EXERCISE OBJECTIVE = Reproduce all of the material below line for line, without changing any wording, spacing, or order.

____________________

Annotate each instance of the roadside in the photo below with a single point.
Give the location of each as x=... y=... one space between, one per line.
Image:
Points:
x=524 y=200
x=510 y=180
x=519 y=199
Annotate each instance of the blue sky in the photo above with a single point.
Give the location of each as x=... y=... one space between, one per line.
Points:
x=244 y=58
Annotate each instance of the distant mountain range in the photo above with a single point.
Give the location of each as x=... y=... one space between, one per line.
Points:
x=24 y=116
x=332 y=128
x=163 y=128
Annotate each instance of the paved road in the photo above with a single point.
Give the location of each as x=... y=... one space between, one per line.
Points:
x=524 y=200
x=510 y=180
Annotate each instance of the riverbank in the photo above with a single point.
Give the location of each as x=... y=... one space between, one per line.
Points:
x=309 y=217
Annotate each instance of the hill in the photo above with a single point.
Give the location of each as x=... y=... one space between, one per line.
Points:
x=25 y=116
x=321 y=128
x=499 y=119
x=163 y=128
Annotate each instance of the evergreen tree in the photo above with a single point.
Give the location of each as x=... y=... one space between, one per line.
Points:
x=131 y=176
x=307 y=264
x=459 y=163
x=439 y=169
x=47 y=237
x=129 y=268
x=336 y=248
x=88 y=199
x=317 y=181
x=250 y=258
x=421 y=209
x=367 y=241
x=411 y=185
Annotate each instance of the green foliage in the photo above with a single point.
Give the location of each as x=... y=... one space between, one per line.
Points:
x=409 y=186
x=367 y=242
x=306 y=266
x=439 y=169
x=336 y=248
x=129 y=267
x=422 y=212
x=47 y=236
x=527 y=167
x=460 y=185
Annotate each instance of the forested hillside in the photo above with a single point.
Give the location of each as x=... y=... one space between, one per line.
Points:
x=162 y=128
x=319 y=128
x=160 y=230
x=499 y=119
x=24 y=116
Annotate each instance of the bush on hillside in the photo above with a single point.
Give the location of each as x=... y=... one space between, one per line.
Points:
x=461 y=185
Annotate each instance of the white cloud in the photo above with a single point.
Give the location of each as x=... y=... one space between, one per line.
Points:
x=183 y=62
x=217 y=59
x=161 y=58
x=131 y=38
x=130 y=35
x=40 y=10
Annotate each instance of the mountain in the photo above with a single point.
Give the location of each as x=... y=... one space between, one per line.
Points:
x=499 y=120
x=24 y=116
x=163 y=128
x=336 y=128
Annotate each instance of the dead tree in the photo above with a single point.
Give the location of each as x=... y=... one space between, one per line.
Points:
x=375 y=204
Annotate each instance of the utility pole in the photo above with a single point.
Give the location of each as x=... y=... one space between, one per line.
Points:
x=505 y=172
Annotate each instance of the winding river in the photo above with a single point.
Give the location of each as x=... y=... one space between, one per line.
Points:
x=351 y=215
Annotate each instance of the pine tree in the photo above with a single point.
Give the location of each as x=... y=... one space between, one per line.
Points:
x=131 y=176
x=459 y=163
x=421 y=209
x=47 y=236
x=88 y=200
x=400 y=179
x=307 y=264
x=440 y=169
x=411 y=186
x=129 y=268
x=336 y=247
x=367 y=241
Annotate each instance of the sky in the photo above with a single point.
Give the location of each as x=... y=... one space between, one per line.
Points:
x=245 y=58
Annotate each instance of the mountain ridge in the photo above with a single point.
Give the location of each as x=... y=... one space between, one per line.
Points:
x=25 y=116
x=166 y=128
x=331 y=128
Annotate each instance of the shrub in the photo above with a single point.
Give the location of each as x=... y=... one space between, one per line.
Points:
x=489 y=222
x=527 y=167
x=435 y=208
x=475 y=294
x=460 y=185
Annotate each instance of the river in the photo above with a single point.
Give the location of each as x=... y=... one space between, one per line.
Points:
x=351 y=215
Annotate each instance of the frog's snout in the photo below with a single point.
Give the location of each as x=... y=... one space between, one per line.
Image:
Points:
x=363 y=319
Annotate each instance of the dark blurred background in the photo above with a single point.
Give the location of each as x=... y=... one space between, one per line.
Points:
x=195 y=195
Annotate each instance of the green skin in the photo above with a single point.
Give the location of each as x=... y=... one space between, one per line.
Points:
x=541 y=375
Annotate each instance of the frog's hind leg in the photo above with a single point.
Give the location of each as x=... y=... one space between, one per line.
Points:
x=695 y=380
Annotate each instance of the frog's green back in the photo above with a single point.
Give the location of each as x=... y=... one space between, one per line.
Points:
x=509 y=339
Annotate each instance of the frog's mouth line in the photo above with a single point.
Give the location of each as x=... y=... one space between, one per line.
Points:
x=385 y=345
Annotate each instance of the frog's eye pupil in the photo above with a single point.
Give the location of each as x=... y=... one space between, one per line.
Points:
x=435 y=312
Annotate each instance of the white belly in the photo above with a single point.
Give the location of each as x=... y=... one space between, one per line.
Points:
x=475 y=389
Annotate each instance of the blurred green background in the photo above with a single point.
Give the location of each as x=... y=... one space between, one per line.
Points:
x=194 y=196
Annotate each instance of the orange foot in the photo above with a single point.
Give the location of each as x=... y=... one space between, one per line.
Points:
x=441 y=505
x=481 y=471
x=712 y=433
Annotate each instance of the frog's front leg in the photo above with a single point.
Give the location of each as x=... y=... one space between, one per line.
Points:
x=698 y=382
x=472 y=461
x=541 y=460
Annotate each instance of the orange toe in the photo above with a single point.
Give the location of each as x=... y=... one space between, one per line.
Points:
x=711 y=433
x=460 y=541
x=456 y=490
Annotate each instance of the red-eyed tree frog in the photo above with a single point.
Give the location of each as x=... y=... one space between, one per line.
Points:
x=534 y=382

____________________

FINISHED ANSWER =
Annotate each instance of the roadside in the photo below with a single point.
Give the location of each as x=... y=... one space between, one per line.
Image:
Points:
x=524 y=200
x=510 y=180
x=519 y=199
Annotate each instance of the blue sky in the photo above with a single point.
Give the location of each as x=... y=... one space between, one per line.
Points:
x=244 y=58
Annotate each instance of the distant mountain range in the photo above with a single point.
Give the location of each as x=... y=... one space between, one per line.
Points:
x=24 y=116
x=332 y=128
x=163 y=128
Annotate each instance of the paved road in the photo above with a single point.
Give the location of each as x=... y=... one space between, one per line.
Points:
x=524 y=200
x=510 y=180
Annotate each instance of the riverbank in the photo above with a single point.
Give the location of each as x=... y=... one space between, one per line.
Points:
x=309 y=217
Annotate each instance of the hill in the photo above with a single point.
Give the location of each as x=... y=... one space between, one per line.
Points:
x=25 y=116
x=321 y=128
x=499 y=119
x=163 y=128
Annotate each instance of the evergreen tree in the photo above with a single point.
Give the location of each as x=... y=... one space between, one per line.
Points:
x=131 y=176
x=307 y=264
x=459 y=163
x=439 y=169
x=47 y=237
x=129 y=268
x=336 y=248
x=88 y=199
x=317 y=181
x=250 y=258
x=421 y=209
x=367 y=241
x=411 y=185
Annotate each instance of the green foliage in the photo above with a single point.
Give the location of each as x=... y=... one space between, one per line.
Points:
x=409 y=186
x=367 y=242
x=306 y=266
x=439 y=169
x=336 y=248
x=129 y=267
x=422 y=212
x=47 y=236
x=527 y=167
x=460 y=185
Annotate each instance of the forested hillside in the photo above with a single point.
Give the location of each as x=... y=... one space between, one per line.
Points:
x=162 y=128
x=319 y=128
x=160 y=230
x=499 y=119
x=24 y=116
Annotate each instance of the bush on hillside in the photo above with a single point.
Give the location of each as x=... y=... one space between, one per line.
Points:
x=461 y=185
Annotate each instance of the white cloud in the photo above with a single point.
Give the location of each as x=... y=... one space between, one per line.
Points:
x=183 y=62
x=217 y=59
x=161 y=58
x=131 y=38
x=130 y=35
x=40 y=10
Annotate each instance of the mountain in the photo above with a single point.
Give the location of each as x=... y=... one space between, one per line.
Points:
x=499 y=120
x=24 y=116
x=163 y=128
x=336 y=128
Annotate each instance of the dead tree in the photo above with a single point.
Give the location of each as x=... y=... one space between, one per line.
Points:
x=375 y=204
Annotate each instance of the utility pole in the photo above with a single point.
Give the location of each as x=... y=... one space between, one per line.
Points:
x=505 y=172
Annotate each instance of the winding river in the photo above with a single point.
Give the location of each as x=... y=... one space between, one per line.
Points:
x=351 y=215
Annotate each instance of the pine tree in the photo above with a single point.
Give the location of each as x=... y=... one space between, one per line.
Points:
x=131 y=176
x=459 y=163
x=421 y=209
x=47 y=236
x=88 y=200
x=400 y=179
x=307 y=264
x=440 y=169
x=411 y=186
x=129 y=268
x=336 y=247
x=367 y=241
Annotate each instance of the sky in the photo above with a single point.
Give the location of each as x=... y=... one space between, one per line.
Points:
x=245 y=58
Annotate each instance of the mountain ridge in the photo above with a single point.
Give the location of each as x=... y=... one space between, one per line.
Points:
x=25 y=116
x=166 y=128
x=331 y=128
Annotate each instance of the shrub in the photo above with a single point.
Give the location of each as x=... y=... one space between, one per line.
Points:
x=489 y=222
x=527 y=167
x=435 y=208
x=475 y=294
x=460 y=185
Annotate each instance of the river in the photo above with a single point.
Give the location of each as x=... y=... one space between, one per line.
Points:
x=351 y=215
Annotate each instance of the frog's snout in the photo below with a single point.
Give the location of each as x=... y=... one space between, one per line.
Image:
Points:
x=363 y=319
Annotate each instance of the dark blurred background in the photo above with a single point.
Give the location of each as x=... y=... one space between, one per line.
Points:
x=195 y=195
Annotate each instance of the green skin in the photo above with a single point.
Give the location of each as x=... y=... one space between, one per line.
Points:
x=541 y=375
Annotate each instance of the frog's hind leg in the photo above with a single point.
Give the location of each as x=... y=... one space between, one per line.
Points:
x=695 y=380
Annotate each instance of the frog's green back in the photo above with a single point.
Give the location of each as x=... y=... one space between, one per line.
Points:
x=509 y=339
Annotate each instance of the frog's mouth line in the photo above with a single point.
Give the location of each as x=... y=... one space between, one per line.
Points:
x=385 y=345
Annotate each instance of the frog's eye pupil in the photo above with a single point.
Give the location of each as x=... y=... one space between, one per line.
Points:
x=435 y=312
Annotate each instance of the white belly in the photo above with a single point.
Give the location of each as x=... y=... one space between, one per line.
Points:
x=475 y=389
Annotate each instance of the blurred green background in the photo above with a single point.
Give the location of each as x=... y=... one space between, one per line.
Points:
x=194 y=196
Annotate each instance of the orange foot in the photo above with a single point.
Give the location of each as x=... y=... one space between, one per line.
Points:
x=441 y=505
x=481 y=471
x=712 y=433
Annotate each instance of the frog's front leg in the photo above with a single point.
Give the location of each as x=... y=... one space between, one per line.
Points:
x=698 y=382
x=472 y=461
x=541 y=460
Annotate each instance of the orange toe in the photo above with a single point.
Give the location of each as x=... y=... one space between, one per line.
Points:
x=711 y=433
x=460 y=541
x=456 y=490
Annotate each instance of the red-eyed tree frog in the photo above with a single point.
Give the location of each as x=... y=... one space between, one per line.
Points:
x=534 y=382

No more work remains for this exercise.